== PROBLEM TO WORK ON ==
Filter the rows below and copy every line that holds the word "shower".

== SUPPLIED RECORDS ==
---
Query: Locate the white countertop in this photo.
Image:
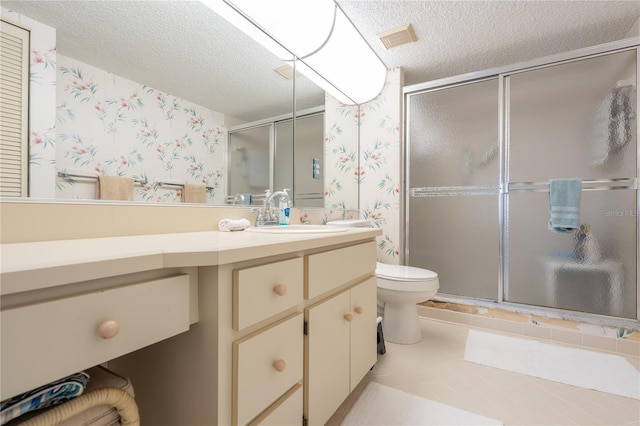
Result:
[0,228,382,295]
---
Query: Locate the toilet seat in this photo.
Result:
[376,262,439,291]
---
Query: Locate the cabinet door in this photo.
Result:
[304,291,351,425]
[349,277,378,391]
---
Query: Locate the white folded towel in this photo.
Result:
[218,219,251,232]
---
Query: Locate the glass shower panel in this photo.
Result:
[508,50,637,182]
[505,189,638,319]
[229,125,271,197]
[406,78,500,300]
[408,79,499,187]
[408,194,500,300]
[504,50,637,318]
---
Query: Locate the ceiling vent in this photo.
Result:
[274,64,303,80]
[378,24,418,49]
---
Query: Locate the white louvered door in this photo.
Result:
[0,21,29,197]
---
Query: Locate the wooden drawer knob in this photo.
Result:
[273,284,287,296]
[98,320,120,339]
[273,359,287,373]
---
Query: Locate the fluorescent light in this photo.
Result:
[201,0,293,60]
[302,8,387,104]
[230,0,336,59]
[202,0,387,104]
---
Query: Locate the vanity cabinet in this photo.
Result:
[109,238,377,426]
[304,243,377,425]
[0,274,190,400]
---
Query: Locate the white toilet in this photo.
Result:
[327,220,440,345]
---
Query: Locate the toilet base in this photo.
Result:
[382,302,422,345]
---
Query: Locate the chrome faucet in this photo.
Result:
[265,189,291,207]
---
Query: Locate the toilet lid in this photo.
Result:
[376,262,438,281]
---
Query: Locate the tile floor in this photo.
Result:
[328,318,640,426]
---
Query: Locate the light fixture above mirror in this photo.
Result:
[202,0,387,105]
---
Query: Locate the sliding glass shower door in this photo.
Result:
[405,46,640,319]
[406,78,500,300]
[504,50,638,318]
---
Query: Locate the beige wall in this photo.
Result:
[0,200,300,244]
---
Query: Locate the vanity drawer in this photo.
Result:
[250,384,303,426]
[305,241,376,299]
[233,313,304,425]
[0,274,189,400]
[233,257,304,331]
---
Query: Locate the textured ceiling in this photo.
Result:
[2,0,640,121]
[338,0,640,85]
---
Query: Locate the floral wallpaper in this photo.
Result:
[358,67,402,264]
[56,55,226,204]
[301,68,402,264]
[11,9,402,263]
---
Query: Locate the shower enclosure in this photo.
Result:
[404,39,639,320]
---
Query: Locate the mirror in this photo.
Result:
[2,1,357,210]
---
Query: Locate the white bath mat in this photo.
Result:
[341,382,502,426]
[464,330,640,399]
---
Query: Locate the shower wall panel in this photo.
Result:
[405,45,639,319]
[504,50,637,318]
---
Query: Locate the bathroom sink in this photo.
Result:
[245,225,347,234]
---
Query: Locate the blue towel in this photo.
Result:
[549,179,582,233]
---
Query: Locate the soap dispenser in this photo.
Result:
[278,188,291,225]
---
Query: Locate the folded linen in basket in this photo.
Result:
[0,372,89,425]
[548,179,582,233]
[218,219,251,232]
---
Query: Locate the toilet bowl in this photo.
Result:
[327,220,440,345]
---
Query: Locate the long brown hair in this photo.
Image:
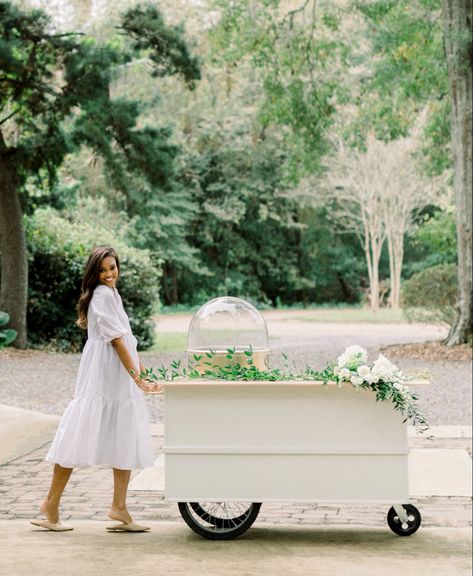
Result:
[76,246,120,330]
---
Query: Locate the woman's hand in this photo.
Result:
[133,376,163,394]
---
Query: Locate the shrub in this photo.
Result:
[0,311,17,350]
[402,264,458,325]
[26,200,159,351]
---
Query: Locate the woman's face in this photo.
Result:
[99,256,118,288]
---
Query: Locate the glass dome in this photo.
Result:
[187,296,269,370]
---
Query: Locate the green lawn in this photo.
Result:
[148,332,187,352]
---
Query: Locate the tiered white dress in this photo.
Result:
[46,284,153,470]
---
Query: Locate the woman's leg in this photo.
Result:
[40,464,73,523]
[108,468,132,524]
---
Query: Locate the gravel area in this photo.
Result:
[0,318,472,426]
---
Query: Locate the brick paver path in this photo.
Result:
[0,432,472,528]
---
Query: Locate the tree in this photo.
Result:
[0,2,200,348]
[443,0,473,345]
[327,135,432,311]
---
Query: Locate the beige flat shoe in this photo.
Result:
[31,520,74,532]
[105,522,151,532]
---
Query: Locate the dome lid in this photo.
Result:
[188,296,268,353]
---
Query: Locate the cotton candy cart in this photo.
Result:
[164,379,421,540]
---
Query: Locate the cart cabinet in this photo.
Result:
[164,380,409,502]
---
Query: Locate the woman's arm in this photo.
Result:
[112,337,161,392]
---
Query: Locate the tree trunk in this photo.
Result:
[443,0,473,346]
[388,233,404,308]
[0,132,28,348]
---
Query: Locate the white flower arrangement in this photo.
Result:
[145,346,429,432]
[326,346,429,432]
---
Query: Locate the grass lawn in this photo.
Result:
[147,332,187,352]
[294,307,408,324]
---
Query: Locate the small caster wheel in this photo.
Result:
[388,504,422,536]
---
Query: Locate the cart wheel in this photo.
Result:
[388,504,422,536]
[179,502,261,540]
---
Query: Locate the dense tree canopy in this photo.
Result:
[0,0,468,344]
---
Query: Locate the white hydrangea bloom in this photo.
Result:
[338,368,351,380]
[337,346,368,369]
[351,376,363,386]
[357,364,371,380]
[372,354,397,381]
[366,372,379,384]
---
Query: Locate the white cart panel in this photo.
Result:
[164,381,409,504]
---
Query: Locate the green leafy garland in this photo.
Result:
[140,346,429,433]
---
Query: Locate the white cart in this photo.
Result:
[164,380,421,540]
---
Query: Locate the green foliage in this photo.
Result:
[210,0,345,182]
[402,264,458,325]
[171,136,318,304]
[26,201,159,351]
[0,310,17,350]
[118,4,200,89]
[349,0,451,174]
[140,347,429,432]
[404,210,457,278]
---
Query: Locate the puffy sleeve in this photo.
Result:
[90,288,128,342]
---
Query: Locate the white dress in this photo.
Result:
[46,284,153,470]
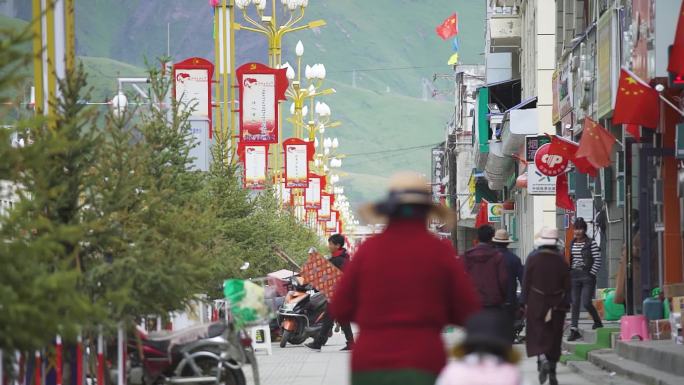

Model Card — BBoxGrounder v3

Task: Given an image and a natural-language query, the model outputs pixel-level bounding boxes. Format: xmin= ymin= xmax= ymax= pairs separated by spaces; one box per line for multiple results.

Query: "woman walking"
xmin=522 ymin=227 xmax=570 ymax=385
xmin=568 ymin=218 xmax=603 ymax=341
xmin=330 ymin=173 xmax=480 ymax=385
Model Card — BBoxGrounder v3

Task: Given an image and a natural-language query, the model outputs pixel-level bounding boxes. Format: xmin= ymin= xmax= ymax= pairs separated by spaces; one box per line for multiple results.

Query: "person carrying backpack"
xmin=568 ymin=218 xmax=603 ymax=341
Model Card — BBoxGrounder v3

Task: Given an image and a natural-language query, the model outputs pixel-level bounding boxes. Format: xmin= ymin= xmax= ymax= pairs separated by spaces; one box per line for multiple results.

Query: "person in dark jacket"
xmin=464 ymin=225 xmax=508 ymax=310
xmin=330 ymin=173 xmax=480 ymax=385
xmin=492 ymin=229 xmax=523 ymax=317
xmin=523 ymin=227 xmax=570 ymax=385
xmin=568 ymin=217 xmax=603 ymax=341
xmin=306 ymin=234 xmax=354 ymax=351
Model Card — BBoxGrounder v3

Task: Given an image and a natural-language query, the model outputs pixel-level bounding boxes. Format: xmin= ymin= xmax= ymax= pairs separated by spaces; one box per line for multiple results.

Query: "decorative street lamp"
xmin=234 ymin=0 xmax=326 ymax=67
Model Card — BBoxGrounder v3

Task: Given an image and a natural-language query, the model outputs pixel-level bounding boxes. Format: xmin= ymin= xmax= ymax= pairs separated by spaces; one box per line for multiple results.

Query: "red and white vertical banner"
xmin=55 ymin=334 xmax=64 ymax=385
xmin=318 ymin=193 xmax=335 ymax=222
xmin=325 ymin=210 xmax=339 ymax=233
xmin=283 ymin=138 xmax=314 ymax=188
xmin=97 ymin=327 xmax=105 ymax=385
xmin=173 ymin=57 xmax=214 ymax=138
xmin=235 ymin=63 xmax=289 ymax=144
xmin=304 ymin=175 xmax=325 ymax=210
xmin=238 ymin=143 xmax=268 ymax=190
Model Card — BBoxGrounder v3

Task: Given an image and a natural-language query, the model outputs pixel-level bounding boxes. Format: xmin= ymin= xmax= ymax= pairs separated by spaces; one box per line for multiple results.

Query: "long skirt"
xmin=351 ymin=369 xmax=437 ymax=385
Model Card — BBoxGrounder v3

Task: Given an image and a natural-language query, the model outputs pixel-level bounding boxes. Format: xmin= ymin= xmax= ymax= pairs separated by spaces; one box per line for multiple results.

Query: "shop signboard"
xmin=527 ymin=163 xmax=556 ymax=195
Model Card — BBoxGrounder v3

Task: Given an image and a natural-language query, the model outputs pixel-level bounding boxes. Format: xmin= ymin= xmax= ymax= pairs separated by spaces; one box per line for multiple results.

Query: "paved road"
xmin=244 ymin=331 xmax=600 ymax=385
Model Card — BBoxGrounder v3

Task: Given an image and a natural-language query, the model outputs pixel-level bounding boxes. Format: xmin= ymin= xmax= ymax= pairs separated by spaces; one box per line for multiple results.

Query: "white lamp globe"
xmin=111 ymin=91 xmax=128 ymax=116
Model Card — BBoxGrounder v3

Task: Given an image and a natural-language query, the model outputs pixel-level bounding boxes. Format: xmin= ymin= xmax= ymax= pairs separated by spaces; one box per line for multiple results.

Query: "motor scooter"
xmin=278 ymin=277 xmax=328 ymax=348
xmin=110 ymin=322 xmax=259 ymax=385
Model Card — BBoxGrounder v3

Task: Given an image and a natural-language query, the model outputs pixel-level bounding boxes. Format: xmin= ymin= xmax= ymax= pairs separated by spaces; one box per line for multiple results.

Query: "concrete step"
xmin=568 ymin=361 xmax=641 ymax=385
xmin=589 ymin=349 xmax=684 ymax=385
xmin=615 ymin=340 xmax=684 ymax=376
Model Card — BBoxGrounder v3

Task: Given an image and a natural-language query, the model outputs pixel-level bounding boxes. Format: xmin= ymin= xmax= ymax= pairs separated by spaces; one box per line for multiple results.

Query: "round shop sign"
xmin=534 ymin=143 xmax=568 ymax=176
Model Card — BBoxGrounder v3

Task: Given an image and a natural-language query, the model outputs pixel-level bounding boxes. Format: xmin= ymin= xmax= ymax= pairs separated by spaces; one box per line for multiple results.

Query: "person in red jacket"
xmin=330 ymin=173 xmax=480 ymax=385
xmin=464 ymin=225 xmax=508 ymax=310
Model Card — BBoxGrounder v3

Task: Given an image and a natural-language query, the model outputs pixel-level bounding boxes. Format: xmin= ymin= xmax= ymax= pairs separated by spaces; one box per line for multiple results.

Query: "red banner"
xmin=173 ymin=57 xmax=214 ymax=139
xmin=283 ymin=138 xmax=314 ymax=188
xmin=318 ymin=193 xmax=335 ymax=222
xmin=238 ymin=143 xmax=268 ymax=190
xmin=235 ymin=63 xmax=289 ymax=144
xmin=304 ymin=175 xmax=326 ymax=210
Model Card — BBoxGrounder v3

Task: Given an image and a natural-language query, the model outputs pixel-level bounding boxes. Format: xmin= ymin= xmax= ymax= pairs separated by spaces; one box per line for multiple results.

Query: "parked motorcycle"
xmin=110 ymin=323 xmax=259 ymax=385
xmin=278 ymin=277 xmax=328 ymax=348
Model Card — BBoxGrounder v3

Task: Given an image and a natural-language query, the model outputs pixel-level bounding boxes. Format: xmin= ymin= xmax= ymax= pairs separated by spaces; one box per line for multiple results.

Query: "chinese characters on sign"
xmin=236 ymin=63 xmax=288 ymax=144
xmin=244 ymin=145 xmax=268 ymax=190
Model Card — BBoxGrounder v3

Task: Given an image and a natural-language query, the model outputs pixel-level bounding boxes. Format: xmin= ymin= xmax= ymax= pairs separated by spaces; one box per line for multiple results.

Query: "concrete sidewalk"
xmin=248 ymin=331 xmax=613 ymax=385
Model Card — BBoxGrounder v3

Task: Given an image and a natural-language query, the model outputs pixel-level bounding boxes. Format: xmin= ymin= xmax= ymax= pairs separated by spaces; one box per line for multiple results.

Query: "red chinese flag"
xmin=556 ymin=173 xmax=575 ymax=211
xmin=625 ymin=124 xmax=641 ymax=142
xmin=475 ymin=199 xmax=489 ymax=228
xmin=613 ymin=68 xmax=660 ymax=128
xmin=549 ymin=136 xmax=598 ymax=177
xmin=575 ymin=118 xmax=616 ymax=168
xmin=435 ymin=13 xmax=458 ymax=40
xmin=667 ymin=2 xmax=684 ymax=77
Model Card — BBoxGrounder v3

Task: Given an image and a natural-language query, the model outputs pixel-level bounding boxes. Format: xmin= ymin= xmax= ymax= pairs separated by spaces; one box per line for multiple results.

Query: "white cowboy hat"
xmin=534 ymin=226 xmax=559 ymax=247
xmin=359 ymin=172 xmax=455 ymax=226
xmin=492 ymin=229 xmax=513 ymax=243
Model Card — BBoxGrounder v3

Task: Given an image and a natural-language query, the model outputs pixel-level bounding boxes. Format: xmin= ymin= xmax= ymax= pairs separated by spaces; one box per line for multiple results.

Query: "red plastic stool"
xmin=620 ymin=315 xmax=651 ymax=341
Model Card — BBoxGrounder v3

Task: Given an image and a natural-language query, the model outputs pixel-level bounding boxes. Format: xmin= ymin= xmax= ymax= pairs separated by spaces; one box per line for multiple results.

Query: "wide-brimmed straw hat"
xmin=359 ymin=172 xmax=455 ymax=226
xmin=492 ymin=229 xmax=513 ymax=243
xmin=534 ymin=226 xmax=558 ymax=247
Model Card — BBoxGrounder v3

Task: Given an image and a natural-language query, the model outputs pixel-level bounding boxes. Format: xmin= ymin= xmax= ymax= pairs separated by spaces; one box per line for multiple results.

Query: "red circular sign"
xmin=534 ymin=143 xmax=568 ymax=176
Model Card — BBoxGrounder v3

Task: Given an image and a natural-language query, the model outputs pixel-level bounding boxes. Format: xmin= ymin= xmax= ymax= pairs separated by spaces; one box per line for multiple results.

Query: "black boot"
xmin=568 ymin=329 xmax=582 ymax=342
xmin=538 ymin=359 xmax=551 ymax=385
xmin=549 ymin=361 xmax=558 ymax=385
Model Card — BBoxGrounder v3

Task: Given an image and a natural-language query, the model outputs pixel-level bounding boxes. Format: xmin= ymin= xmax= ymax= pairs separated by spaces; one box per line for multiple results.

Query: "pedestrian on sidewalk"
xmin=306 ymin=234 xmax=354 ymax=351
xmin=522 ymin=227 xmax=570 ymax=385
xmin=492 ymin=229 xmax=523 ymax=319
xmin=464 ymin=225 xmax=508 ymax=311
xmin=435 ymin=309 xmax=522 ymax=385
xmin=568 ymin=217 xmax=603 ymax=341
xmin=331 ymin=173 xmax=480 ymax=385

== ANSWER TO THIS TASK ==
Query: Locate the glass shower panel in this photo.
Query: Locate the sliding glass shower door in this photo.
Query: Locate the shower enclosure in this photo.
Query: Locate the shower wall panel in this photo.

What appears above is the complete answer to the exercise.